:: INFORMATION SUPPLIED
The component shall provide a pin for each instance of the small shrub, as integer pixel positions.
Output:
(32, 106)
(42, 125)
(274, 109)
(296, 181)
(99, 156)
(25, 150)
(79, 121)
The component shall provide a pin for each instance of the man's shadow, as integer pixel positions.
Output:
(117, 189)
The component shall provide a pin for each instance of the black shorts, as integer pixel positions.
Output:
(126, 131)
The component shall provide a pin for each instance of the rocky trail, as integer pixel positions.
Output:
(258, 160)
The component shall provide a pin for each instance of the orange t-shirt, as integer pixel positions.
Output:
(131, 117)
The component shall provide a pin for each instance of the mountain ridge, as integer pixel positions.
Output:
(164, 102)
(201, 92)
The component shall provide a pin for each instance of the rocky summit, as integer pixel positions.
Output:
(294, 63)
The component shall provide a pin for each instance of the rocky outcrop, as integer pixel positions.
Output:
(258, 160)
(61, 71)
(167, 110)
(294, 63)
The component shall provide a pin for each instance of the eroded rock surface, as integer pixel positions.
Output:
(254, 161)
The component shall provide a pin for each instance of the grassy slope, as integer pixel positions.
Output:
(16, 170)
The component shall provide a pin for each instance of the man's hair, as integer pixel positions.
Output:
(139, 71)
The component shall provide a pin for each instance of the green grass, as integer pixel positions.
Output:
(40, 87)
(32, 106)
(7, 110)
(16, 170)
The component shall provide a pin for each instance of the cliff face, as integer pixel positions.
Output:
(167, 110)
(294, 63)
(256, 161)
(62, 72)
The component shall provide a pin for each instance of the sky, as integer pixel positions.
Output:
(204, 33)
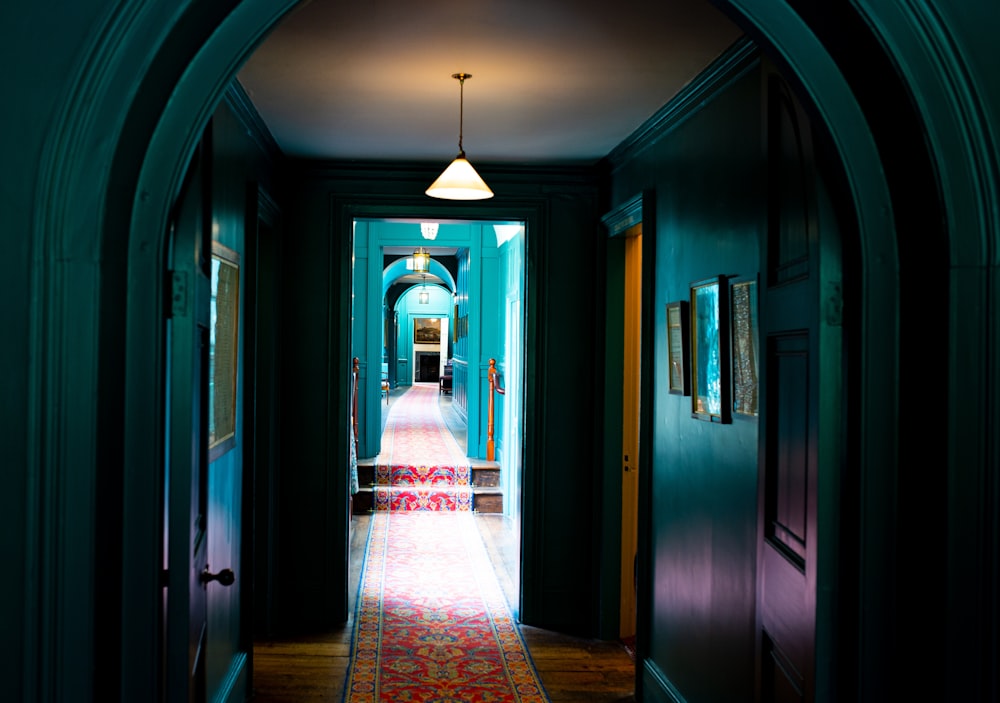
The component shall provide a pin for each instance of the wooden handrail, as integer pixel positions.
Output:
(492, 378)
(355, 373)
::::
:: INFORMATION SUPPLIED
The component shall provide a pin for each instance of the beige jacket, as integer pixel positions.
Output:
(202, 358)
::::
— BRIEF —
Look through the entries, and return every line that the word "rocky" appears in.

— WRITTEN ANSWER —
The component shall provide a pin for each instance of the rocky trail, as integer pixel positions.
The component shall provide a pin for each instance of the rocky summit, as integer pixel positions.
The component shall provide a pin for each instance of the rocky outcrop, as integer pixel positions.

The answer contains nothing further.